> STATED TASK 1: In the post about the new bike signs in Palo Alto, at which intersection did the writer stop to photograph the new signage?
### DOCUMENT SECTION ###
NewBikeSignsRushing home, at my customary 22 mph, to water the aging Cocker Spaniel — my mother’s euphemism for letting the dog out to make water, I stopped for a moment to shoot the new signage at Bryant and Everett, along the Ellen Fletcher Bicycle Boulevard in Palo Alto.

After parking the car — the gardener was in the driveway — closer to Poe, a half-block up, I took a closer look at our new little (metallic, reflective, bureaucratic, semiotic) babies, delaying checking on the aging but still loveable pet just long enough to for her to test me, or so it appears —

file photo of the Cocker

file photo of the Cocker

she was still sleeping by the door. I meant to only plug in the battery-dead laptop, but it sucked me in for about 10 minutes before poochie’s bad dream awakened me from my spell.

Bryant

Any hoo, I found time in my busy afternoon to suss through the search-engine long enough to ask and hopefully direct these quick three (actually seven) questions (to a website run by either the City or a vendor called Alta) and post in kind:

Three quick questions:
1) how much did we spend on the study (i.e. to Alta)?
2) how much is the total budget for the bicycle improvements, according to this site or report or initiative?
2.a does that include the $10 million bike bridge over 101 that County is paying for?
3. I notice some new signage (blue not white, lowercase, more reflective, conforming, with a bike logo) on Bryant near our home — how many of these are there? a. what is the total cost for this exact type of signage? b. what is the total cost of signage, or as percentage of the total in 2), above? c) how much per sign, i.e. like the one I photographed at NE corner of Poe/Bryant?
###
> STATED TASK 2: Reproduce the part of the records that opens with the line containing "Could you kindly tag the seagull's tail" and closes at the end of the records, substituting "sea surface" for "water surface" and changing nothing else.
### TASK INPUTS ###
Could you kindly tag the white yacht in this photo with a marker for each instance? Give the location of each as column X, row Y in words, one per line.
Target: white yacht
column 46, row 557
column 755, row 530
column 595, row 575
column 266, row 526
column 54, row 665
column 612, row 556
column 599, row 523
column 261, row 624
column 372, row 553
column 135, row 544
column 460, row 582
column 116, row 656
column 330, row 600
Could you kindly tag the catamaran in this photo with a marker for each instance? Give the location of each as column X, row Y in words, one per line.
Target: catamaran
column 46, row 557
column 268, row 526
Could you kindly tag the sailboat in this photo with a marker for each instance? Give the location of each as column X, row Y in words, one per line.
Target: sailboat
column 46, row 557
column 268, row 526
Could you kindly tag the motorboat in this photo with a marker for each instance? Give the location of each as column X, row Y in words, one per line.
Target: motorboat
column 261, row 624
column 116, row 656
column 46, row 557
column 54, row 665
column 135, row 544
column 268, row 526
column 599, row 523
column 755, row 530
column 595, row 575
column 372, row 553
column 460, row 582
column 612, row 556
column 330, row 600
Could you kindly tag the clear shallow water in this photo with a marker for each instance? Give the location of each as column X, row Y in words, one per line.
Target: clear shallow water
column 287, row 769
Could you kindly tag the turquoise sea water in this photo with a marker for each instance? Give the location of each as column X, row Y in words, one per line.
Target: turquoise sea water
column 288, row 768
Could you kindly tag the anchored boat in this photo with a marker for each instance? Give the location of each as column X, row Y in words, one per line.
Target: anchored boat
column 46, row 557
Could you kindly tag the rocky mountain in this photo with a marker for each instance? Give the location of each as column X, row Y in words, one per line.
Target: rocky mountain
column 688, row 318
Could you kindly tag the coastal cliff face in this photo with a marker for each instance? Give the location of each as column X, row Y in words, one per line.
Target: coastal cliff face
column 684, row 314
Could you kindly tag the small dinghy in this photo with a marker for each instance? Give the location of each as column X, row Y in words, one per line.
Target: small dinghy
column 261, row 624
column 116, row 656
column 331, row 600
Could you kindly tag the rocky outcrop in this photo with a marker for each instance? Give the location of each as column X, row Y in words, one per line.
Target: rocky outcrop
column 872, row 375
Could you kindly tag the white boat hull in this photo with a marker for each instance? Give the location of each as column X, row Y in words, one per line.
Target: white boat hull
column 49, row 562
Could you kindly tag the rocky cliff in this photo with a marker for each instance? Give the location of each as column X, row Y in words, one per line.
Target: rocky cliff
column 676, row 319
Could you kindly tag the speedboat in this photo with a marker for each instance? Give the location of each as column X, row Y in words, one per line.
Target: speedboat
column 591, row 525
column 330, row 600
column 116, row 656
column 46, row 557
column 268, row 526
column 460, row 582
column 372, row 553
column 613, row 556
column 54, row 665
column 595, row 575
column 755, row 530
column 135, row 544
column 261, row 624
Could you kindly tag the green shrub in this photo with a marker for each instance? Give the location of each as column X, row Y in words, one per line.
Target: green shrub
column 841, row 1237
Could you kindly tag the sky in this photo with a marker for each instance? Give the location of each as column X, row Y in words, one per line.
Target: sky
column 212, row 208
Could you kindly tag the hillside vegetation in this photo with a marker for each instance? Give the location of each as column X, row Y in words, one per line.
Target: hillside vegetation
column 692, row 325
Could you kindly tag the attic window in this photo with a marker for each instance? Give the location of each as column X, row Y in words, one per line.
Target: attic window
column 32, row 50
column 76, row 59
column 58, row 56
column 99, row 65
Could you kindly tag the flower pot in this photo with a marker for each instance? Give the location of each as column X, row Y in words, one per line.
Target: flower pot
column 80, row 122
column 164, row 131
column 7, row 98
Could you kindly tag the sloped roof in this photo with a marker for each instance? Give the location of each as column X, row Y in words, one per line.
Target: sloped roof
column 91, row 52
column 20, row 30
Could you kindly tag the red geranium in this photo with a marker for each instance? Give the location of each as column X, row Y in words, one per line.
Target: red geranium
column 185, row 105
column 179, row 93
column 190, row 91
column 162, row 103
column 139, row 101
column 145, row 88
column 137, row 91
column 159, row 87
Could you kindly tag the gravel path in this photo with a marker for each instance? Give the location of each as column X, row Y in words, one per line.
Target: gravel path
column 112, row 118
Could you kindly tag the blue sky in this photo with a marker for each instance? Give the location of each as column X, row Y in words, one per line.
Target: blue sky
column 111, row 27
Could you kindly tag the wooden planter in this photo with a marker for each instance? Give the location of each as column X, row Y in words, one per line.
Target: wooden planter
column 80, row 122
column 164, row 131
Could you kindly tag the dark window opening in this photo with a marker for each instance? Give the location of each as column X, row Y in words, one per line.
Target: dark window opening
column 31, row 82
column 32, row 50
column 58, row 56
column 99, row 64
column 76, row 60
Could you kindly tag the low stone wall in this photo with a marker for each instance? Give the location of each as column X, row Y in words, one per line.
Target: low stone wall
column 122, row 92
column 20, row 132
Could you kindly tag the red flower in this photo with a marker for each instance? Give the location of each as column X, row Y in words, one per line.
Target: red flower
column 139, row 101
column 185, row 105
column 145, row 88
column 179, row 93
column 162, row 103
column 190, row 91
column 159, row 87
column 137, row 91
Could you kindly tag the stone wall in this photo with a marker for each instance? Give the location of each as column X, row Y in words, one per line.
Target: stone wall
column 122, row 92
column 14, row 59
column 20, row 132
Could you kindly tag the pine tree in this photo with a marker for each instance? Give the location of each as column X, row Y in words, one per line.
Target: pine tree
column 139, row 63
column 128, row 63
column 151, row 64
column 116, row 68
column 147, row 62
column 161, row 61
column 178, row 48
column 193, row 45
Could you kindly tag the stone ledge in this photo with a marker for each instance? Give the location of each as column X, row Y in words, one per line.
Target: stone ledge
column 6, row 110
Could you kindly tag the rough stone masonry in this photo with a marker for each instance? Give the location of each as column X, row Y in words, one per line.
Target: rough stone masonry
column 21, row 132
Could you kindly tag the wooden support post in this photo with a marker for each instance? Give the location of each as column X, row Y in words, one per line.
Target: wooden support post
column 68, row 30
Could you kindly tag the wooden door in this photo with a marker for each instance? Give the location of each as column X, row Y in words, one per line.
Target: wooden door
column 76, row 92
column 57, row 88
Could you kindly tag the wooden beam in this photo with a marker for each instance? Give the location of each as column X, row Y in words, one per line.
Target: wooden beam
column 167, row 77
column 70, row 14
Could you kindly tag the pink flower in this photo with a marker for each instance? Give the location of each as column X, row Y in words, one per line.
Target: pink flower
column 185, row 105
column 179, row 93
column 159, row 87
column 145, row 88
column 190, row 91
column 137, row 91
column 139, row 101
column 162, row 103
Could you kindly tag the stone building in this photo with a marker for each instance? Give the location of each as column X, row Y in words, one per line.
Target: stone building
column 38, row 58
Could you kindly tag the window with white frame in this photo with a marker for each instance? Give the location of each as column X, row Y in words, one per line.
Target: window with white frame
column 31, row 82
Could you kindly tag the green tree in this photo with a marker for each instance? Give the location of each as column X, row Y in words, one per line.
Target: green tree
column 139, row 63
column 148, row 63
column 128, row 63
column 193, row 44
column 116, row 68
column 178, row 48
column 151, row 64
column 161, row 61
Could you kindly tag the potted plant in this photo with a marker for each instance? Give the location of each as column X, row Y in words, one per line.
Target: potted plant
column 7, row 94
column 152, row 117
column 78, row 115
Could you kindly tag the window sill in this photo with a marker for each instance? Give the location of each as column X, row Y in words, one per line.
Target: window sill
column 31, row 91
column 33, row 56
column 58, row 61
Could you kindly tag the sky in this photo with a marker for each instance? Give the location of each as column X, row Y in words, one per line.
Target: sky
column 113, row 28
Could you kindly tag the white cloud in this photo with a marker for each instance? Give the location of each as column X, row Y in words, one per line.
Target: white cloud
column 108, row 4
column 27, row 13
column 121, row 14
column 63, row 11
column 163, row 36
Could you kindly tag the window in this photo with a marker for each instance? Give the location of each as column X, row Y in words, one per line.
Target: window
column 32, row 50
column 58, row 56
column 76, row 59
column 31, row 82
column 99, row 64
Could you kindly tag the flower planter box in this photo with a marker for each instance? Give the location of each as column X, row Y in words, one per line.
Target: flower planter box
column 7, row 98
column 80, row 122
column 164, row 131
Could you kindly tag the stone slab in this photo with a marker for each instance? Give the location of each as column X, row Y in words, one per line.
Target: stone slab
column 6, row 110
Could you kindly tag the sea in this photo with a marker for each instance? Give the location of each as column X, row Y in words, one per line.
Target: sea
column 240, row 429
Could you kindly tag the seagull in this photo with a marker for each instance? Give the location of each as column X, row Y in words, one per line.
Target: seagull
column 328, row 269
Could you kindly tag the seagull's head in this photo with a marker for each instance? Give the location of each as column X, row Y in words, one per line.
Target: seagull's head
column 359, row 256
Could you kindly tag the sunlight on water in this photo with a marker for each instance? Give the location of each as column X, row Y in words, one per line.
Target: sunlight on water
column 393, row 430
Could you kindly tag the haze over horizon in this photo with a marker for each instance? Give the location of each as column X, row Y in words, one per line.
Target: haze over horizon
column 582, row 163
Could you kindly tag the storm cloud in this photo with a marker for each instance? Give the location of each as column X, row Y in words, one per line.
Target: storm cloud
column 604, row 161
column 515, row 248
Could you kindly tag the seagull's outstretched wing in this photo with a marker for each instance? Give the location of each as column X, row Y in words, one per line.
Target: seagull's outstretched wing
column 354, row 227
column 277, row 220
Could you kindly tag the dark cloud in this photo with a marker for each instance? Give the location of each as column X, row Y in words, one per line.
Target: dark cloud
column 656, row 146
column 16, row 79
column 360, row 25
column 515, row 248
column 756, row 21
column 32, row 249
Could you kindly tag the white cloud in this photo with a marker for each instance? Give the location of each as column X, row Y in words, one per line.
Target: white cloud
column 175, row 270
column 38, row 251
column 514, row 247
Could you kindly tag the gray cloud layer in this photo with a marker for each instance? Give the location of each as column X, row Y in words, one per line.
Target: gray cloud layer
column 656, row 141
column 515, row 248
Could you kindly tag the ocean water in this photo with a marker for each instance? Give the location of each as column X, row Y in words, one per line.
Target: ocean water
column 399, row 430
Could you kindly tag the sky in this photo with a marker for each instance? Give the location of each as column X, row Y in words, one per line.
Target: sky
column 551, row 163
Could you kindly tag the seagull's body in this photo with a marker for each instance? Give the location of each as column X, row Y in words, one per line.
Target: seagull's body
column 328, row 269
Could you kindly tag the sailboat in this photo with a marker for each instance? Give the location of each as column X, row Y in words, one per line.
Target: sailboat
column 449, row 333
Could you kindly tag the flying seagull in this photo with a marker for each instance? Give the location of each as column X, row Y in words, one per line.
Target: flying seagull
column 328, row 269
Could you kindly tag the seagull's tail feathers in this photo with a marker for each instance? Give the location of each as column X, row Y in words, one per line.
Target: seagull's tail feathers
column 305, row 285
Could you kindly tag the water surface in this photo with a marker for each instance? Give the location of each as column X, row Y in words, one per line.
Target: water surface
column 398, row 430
###
> CORRECT RESPONSE 1: Bryant and Everett, along the Ellen Fletcher Bicycle Boulevard in Palo Alto.

> CORRECT RESPONSE 2:
Could you kindly tag the seagull's tail feathers in this photo with a marker for each instance? Give the location of each as column X, row Y in words, one per line.
Target: seagull's tail feathers
column 305, row 285
Could you kindly tag the sea surface in this photo with a marker for each instance? Give the location of each as column X, row Y in words, one per line.
Target: sea surface
column 398, row 430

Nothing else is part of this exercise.